A cantiga é uma arma / E eu não sabia / (…) Tudo depende da raiva / E da alegria
José Mário Branco
Na terça-feira passada (12 de abril), inaugurou-se, na Cinemateca Portuguesa, um ciclo de filmes intitulado José Mário Branco – A Morte Nunca Existiu, com o intuito de celebrar a passagem deste cantautor pelo cinema português, três anos após a sua morte. A sessão de abertura contou com a projeção, pela primeira vez na Cinemateca, do documentário Mudar de Vida – José Mário Branco, vida e obra (2014), co-realizado por Pedro Fidalgo e Nelson Guerreiro. Já era tempo.
A música de José Mário Branco faz parte da banda sonora da minha vida desde pequena, o que à partida torna suspeito o meu entusiasmo em relação a este documentário. Recordo-me da primeira vez que vi o Mudar de Vida, numa projeção improvisada na Zona Franca nos Anjos, em Lisboa, em finais de abril de 2014, e do sentimento de comunidade que desde então associo ao filme: seja numa sala de cinema convencional, num espaço mais intimista, ou em família, em frente à televisão, sempre que revejo as imagens e ouço os sons que povoaram a vida e a obra de José Mário Branco, sinto-me “em casa”, rodeada de companheiros – caras, canções e causas — que conheço bem e que gosto de trazer comigo para onde quer que vá.
Recentemente, tive a oportunidade de assistir à ante-estreia parisiense do novo documentário de Pedro Fidalgo, N’effacez pas nos traces ! Dominique Grange, une chanteuse engagée (Não Apaguem Os Nossos Rastos, 2022), e de me sentir de novo envolta por esse sentimento de pertença e de partilha. Tenho de admitir que, até então, o nome Dominique Grange não me dizia nada; talvez por isso, tenha começado por me sentir um bocado intrusa, como se tivesse menos direito de estar ali por aquela não ser a “minha história”. Na sala do cinema Saint-André des Arts, encontravam-se várias pessoas que não só tinham contribuído para o financiamento do filme, como desconfiava que tinham estado diretamente implicadas nos eventos históricos evocados (as suas reações efusivas e comovidas durante a projeção não deixaram dúvidas quanto a isso); à minha volta, várias vozes trauteavam canções de protesto que me eram desconhecidas, sobre acontecimentos que não constavam dos manuais de História em Portugal. Mas essa sensação foi-se dissipando ao longo da projeção, à medida que fui sendo interpelada por imagens e sons da atualidade que me eram familiares; até que, no genérico final, surgiram no ecrã as “palavras mágicas” capazes de devolver o documentário ao território dos meus afetos: “Dedicado à memória de José Mário Branco”.

^^^^^^^^^^^^^^^^

▸ **Conjunto de tarefas**:
**1.** No texto sobre José Mário Branco, por que razão é considerado suspeito, à partida, o entusiasmo em relação ao documentário Mudar de Vida? Responda em uma a três frases.
**2.** Dê seguimento ao texto sobre José Mário Branco, começando logo após a sua última frase.

▸ **Dados registados**:
^^^^^^^^^^^^^^^^

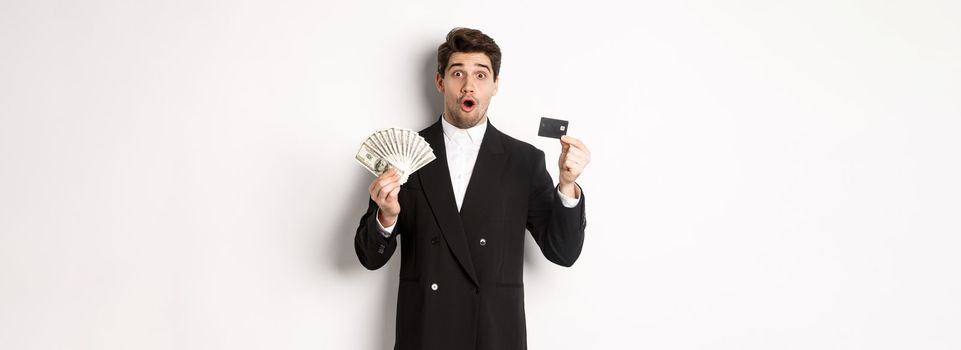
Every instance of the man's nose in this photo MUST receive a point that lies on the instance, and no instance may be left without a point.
(468, 86)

^^^^^^^^^^^^^^^^

▸ **Resultados das tarefas**:
**1.** Porque a música de José Mário Branco faz parte da banda sonora da vida de quem escreve desde pequena. Essa ligação antiga torna, à partida, suspeito o entusiasmo em relação ao documentário.

**2.**
Gosto de pensar em Mudar de Vida e N’effacez pas nos traces ! como sendo dois “projetos-irmãos”, nascidos da mesma vontade filmar a História através das vozes e da música de intervenção. Ambos foram realizados graças a uma autoprodução solidária, comprometida e participativa que, segundo Pedro Fidalgo, é a única capaz de garantir a liberdade de tom e de forma necessária à produção de um projeto que, como estes, se demarca pela sua dimensão eminentemente política e propõe um olhar sobre os eventos e os valores da atualidade distinto daquele que é veiculado pelos meios de comunicação de massa. Para além disso, os dois documentários destacam-se por um trabalho exigente e sério de montagem, que tem o seu maior trunfo na riqueza e diversidade do material de arquivo reunido pelos seus criadores. Por estas razões, penso que fará sentido escrever simultaneamente sobre Mudar de Vida e N’effacez pas nos traces !, não tanto com o intuito de comparar os projetos, mas de compreender de que modo as “mensagens” dos dois filmes, de resto claramente enunciadas nos seus títulos, se complementam e, eventualmente, afirmam o papel transformador da arte na sociedade.
Radiografia de uma época de profundas mudanças – da ditadura de Salazar aos dias de hoje – através do retrato de um homem – “artista de variedades, compositor popular, aprendiz de feiticeiro”, assim se define o próprio –, Mudar de vida bebe do génio musical e do sentimento de “inquietação” que pautam a vida e a obra de José Mário Branco, mostrando a que ponto estas são indissociáveis da História recente de Portugal. Tendo como fio condutor as suas palavras e as suas músicas, a montagem alterna de maneira inteligente preciosas imagens de arquivo, testemunhos de artistas amigos (Sérgio Godinho, Francisco Fanhais, Camané, Manuela de Freitas), captações de ensaios e de concertos, bem como imagens de eventos mais recentes – voltarei a este detalhe mais tarde.
Ao mesmo tempo que mostram que as lutas de ontem continuam bem vivas e urgentes nos dias de hoje, Mudar de Vida e Não Apaguem Os Nossos Rastos sublinham o papel da música de protesto – e da arte em geral – na luta social.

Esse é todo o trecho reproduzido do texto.